On Monday he struck a more cautious tone and said he couldn’t guarantee that the road map out of the pandemic would not be reversed. He also said that, as of September, vaccine certificates will be mandatory for crowded venues such as nightclubs. “We have to be humble in the face of nature,” he said.

Other countries have been less willing to go as far as Britain. German Chancellor Angela Merkel said over the weekend that restrictions would remain in place until more people were vaccinated. Dutch Prime Minister Mark Rutte said last week that his government had lifted restrictions too soon and that he had reimposed some measures because of an increase in infections. And on Monday, in a blow to the U.K., the U.S. Centers for Disease Control and Prevention warned Americans against travelling to Britain because of the surge of COVID-19 cases there.

Britain is also taking a different approach to vaccinating children. While Canada and several other countries have cleared the way for everyone between the ages of 12 and 18 to be immunized, Britain’s vaccine deployment minister, Nadhim Zahawi, said Monday that only some children will be inoculated. Vaccinations will be offered to teenagers with neurodisabilities, such as Down’s syndrome, as well as those who live with an immunosuppressed person.

> _WHAT THE TASK REQUIRES_: Summarize the article on Britain's pandemic approach in two sentences.

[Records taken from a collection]
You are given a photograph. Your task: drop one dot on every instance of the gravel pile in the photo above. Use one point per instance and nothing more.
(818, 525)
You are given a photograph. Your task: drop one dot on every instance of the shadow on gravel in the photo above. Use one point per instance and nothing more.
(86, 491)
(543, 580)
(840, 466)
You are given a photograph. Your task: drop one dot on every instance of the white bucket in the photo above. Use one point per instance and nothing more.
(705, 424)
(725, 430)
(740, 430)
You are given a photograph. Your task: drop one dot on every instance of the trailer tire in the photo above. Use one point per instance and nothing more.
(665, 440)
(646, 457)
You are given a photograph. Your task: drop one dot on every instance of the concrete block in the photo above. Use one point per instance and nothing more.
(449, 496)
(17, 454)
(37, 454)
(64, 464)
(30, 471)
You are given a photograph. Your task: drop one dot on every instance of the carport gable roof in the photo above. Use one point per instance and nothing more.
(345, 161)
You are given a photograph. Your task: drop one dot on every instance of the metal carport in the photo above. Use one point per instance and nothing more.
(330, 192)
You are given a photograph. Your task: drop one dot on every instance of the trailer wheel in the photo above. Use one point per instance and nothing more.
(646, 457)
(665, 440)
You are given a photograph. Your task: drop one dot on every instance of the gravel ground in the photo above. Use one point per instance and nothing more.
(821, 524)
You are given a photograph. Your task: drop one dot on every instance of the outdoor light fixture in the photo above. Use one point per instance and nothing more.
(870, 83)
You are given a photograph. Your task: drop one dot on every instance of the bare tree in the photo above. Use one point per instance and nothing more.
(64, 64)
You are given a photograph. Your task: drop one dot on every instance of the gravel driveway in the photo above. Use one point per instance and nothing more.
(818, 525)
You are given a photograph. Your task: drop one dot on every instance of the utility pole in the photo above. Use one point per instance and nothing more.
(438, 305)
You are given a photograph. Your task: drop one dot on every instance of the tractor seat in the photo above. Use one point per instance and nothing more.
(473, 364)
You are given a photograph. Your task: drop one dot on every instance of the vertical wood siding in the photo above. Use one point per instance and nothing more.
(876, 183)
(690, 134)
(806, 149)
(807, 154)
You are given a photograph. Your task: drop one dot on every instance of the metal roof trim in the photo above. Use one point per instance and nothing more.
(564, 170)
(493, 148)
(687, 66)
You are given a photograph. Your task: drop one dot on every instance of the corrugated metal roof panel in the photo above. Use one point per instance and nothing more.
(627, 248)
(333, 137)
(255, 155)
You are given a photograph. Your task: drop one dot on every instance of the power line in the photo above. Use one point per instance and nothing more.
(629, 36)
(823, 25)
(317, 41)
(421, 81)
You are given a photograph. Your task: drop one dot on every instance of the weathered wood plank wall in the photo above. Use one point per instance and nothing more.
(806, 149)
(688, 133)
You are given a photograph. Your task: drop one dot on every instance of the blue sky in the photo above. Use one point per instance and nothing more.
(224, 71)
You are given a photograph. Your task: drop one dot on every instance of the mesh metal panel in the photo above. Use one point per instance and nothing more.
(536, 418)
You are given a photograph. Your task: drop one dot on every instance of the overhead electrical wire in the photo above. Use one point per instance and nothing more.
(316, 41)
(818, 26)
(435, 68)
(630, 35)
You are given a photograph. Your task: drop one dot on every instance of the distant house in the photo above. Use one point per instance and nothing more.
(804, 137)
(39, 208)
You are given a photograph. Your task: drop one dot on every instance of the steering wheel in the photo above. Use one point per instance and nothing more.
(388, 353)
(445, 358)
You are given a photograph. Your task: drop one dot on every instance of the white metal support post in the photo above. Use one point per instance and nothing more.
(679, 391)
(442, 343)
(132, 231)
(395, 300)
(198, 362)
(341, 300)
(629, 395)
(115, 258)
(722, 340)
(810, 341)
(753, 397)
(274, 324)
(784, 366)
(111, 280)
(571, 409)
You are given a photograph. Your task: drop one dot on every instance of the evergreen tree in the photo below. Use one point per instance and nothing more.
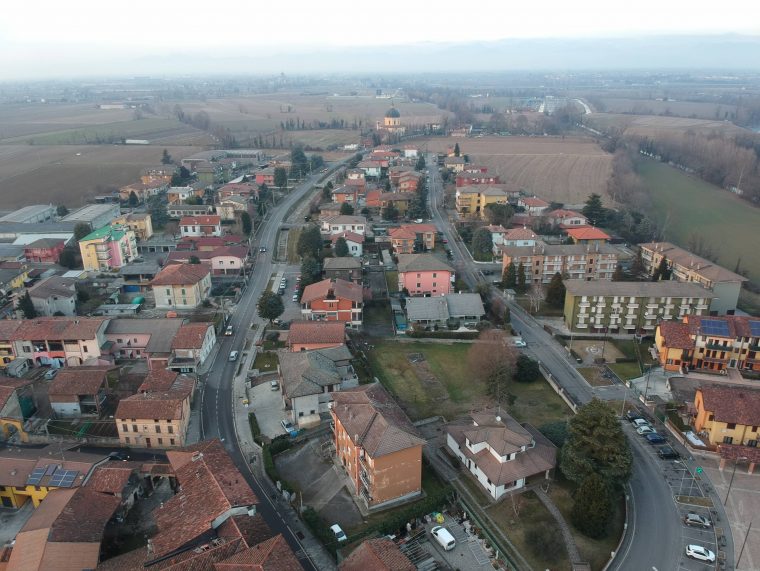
(592, 506)
(270, 305)
(341, 248)
(26, 306)
(555, 293)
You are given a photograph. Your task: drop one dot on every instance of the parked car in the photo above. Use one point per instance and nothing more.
(667, 453)
(339, 535)
(696, 520)
(700, 553)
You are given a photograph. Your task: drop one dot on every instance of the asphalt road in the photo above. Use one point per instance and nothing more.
(654, 541)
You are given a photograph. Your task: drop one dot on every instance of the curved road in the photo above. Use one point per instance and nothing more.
(653, 541)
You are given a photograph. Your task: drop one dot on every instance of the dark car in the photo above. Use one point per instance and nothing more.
(667, 453)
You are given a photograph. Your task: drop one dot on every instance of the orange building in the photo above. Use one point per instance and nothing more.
(378, 446)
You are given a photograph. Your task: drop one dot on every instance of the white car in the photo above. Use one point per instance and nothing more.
(700, 553)
(339, 535)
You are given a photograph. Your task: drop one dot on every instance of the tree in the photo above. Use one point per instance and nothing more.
(245, 220)
(26, 306)
(492, 361)
(526, 369)
(594, 211)
(592, 506)
(509, 278)
(596, 444)
(280, 177)
(555, 293)
(482, 245)
(270, 305)
(310, 242)
(81, 230)
(341, 247)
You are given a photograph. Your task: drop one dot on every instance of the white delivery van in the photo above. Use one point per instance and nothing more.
(444, 537)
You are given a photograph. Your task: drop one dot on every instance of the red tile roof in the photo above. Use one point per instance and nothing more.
(180, 274)
(317, 332)
(738, 405)
(341, 289)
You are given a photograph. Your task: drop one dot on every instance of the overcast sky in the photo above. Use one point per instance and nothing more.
(73, 37)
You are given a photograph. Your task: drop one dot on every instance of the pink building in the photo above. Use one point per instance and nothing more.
(424, 275)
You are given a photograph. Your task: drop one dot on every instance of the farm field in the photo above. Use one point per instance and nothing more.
(31, 174)
(562, 170)
(696, 207)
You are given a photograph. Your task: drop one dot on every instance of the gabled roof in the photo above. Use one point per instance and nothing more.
(370, 413)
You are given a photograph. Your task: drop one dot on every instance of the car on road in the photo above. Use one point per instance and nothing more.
(696, 520)
(700, 553)
(667, 453)
(338, 532)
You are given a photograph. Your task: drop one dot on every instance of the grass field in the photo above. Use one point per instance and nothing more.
(564, 170)
(691, 206)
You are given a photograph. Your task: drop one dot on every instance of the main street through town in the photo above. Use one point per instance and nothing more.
(653, 539)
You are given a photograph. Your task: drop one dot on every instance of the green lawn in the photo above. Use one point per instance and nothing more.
(690, 205)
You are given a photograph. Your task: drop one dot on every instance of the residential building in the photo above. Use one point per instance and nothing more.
(181, 286)
(424, 275)
(80, 391)
(191, 347)
(159, 414)
(728, 414)
(348, 269)
(55, 295)
(377, 445)
(344, 223)
(65, 532)
(472, 200)
(141, 223)
(354, 241)
(60, 341)
(94, 215)
(588, 235)
(688, 267)
(500, 452)
(308, 378)
(453, 311)
(380, 554)
(711, 343)
(209, 225)
(533, 206)
(541, 261)
(16, 407)
(107, 249)
(310, 335)
(32, 214)
(333, 300)
(44, 250)
(630, 307)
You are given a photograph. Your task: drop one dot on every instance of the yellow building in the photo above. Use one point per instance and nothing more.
(728, 415)
(158, 416)
(141, 224)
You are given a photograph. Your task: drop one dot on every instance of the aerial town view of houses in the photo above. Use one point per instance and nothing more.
(287, 322)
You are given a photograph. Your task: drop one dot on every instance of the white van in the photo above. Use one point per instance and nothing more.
(444, 537)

> _TASK OUTPUT_: Britain has gone further than other countries in easing restrictions, but on Monday it was said the road map out of the pandemic could be reversed and that vaccine certificates would be mandatory at crowded venues from September. Meanwhile, Germany is keeping restrictions, the Netherlands has reimposed some measures, the U.S. CDC has warned Americans against travel to Britain, and Britain will vaccinate only some children, such as teenagers with neurodisabilities or those living with an immunosuppressed person.